### [Your instructions]
Repeat the records below line by line, exactly, finishing on the line that contains "Target: white ceiling".
::: Stored data
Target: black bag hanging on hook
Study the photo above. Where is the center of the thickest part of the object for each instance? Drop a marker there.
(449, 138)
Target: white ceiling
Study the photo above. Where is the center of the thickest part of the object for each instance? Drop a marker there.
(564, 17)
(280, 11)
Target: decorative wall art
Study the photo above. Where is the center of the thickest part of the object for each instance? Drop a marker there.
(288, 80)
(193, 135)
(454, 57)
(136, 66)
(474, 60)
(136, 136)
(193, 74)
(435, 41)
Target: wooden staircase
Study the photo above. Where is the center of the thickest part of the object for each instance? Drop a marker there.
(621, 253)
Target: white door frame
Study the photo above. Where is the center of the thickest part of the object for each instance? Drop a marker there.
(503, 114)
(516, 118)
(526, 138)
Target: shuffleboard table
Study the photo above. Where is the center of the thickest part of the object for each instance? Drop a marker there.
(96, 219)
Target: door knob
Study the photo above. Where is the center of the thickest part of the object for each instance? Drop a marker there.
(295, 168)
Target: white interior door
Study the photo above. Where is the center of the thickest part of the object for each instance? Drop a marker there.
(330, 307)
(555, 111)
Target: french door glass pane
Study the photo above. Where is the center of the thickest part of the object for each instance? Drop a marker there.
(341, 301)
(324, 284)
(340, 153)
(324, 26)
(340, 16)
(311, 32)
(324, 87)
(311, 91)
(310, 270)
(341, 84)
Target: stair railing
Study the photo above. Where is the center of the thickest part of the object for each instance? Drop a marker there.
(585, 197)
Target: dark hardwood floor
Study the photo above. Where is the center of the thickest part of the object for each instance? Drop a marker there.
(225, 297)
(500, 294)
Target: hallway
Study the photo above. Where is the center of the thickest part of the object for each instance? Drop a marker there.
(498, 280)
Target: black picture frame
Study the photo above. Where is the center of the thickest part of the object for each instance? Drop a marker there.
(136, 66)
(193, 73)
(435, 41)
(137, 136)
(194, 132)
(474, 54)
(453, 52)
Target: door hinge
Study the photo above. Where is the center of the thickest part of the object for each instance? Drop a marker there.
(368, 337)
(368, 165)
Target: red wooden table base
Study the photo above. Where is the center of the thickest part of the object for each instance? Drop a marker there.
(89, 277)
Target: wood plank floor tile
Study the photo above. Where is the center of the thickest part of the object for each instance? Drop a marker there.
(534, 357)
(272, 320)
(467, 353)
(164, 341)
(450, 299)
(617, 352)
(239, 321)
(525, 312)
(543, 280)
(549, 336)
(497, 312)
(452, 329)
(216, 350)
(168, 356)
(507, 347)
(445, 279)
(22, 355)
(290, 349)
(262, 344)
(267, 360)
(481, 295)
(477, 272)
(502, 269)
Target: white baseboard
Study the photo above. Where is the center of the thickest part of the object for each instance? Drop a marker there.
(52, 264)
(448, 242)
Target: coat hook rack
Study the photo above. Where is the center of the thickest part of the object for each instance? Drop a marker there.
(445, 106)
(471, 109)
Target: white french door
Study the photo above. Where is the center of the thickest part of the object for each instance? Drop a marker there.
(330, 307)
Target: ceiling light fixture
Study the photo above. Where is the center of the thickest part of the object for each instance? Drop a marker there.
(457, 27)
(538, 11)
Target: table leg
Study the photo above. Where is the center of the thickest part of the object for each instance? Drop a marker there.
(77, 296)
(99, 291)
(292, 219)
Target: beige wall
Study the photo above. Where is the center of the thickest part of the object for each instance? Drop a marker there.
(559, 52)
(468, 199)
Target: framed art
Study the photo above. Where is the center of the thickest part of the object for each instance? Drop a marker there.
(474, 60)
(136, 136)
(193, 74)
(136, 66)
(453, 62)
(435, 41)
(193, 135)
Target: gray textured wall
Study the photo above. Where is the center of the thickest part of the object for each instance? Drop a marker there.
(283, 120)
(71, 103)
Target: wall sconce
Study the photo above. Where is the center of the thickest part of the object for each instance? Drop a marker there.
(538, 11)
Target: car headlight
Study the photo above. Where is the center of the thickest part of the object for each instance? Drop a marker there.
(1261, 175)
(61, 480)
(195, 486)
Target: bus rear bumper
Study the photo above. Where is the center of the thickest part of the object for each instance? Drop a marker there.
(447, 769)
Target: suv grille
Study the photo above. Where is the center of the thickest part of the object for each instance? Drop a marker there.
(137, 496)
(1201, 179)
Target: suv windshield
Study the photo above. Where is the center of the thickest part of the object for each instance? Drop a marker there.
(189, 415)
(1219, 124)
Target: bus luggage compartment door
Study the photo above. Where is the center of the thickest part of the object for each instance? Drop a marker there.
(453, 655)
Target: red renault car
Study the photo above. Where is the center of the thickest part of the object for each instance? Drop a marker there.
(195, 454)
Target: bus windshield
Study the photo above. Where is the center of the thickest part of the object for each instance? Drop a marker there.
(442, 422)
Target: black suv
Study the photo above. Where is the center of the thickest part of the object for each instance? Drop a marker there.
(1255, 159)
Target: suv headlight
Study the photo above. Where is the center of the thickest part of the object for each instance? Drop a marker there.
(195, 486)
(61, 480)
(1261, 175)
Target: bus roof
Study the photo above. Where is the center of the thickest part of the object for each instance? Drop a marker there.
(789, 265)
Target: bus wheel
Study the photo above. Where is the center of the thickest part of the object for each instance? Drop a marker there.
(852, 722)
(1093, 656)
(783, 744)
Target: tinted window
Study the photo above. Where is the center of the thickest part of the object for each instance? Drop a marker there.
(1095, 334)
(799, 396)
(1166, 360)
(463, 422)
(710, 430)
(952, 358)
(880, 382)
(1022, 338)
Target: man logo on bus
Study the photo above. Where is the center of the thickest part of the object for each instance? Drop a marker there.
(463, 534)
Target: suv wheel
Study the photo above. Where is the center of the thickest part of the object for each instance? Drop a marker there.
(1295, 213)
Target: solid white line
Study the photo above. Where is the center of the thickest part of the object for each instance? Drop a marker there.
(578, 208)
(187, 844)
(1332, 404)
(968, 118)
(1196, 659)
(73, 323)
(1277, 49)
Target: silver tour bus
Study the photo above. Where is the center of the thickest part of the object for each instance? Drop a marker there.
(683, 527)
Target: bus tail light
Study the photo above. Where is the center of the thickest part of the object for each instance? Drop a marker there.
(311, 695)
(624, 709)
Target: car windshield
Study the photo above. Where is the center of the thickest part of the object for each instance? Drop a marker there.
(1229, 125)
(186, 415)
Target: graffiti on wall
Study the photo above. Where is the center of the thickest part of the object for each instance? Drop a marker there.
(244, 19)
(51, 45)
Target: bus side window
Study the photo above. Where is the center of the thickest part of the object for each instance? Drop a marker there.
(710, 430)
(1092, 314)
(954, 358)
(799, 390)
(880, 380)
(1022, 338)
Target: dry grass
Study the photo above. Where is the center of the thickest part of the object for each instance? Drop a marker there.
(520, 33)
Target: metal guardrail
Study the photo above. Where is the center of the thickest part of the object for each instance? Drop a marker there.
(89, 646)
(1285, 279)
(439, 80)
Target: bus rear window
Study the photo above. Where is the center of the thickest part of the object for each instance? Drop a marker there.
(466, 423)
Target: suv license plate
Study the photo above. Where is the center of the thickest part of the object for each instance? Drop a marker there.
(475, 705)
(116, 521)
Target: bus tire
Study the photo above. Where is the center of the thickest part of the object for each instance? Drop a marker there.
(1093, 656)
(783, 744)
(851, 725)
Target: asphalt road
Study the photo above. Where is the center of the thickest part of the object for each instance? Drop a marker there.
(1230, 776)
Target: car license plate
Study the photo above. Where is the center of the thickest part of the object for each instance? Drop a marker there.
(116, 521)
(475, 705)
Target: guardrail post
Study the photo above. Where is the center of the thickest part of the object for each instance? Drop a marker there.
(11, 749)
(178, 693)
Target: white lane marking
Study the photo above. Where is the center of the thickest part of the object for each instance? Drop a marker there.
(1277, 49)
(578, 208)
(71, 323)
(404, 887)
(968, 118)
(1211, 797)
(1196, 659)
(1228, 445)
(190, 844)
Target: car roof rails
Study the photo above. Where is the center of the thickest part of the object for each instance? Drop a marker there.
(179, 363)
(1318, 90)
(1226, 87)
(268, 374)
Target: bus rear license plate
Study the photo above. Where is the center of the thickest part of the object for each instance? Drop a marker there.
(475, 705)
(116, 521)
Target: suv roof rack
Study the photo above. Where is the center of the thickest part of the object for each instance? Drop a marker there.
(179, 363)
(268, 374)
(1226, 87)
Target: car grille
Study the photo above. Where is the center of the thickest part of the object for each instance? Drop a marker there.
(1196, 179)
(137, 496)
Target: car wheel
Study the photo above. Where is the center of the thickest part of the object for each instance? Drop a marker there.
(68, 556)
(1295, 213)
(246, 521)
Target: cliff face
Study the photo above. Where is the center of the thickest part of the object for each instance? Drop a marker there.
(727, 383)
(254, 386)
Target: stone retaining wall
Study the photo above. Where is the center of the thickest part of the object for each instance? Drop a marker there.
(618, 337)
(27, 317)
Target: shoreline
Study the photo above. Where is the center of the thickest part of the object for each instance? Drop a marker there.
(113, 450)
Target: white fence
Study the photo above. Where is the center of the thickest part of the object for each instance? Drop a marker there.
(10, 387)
::::::
### [Solution for this problem]
Target: black bag hanging on hook
Study the photo above. Where is the center of the thickest part of the object for each instance? Drop a marker there.
(449, 138)
Target: white ceiling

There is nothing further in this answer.